What you should do:
Rewrite the items below with every occurrence of "deepest point" changed to "innermost point" and all other text left unchanged, omitting the pictures from your version.

(Entries from a point annotation set)
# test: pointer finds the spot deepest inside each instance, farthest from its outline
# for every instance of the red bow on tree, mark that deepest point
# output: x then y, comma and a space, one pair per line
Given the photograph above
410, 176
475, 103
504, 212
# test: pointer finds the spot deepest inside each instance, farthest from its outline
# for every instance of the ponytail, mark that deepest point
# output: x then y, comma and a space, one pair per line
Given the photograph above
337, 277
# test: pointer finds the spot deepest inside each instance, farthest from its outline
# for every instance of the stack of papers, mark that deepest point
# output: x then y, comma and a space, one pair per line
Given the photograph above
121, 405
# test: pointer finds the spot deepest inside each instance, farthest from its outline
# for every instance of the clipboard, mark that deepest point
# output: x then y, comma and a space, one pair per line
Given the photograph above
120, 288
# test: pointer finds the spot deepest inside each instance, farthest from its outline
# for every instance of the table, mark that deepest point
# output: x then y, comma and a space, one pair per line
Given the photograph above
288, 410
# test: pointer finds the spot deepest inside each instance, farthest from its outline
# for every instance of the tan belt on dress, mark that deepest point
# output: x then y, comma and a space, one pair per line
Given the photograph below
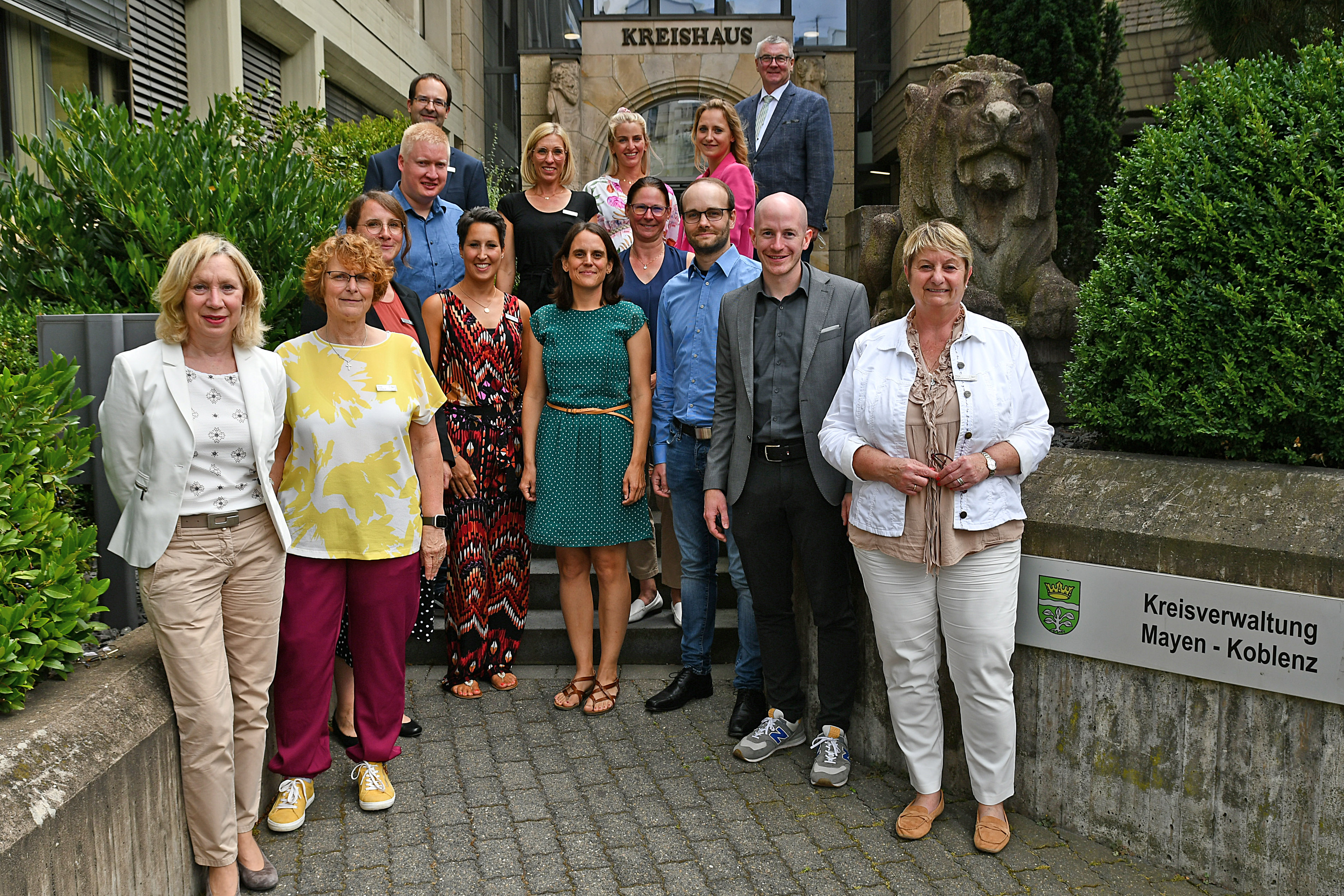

Problem solution:
# test: pointer finds the spot deepest inside each instance, farthest from its outline
# for every instance of the red bow on tree, mark that innermost point
# output: x then y, comma and a space, one pair per line
Given the photograph above
410, 176
475, 103
504, 212
# test: pointer finds the spot deepest inside each instance, farthest from its outline
# for every instance of the ponytail, mark that innermost point
# output: x then y, comma and a space, one pair per line
Given the photograph above
337, 277
# test: pointer finds the spot deepest inside each instance, farthest from its outline
# for every instance of the stack of papers, mark that innermost point
# output: x then y, comma and a space, one pair per line
Given the photograph above
121, 405
# test: pointer finds the spot deepest inside each instance, farthest from its outline
# for every instance of the clipboard, mark that innermost point
# output: x then y, comma and a space, one pair per line
Given the photograph above
120, 288
# test: pointer finds the spot deepest inside each instance, farthest from its outline
# for every instance of the table, mark that innermost point
# output: x then y, comma and a space, one pair per line
Given the photograph above
288, 410
# test: pointer finds the spot deepest inside each instance, farthest from its outline
# for every instance of the tan belt on dress, mark that innermost point
# output: x then y, comma and a space, one pair per line
Given the photograph below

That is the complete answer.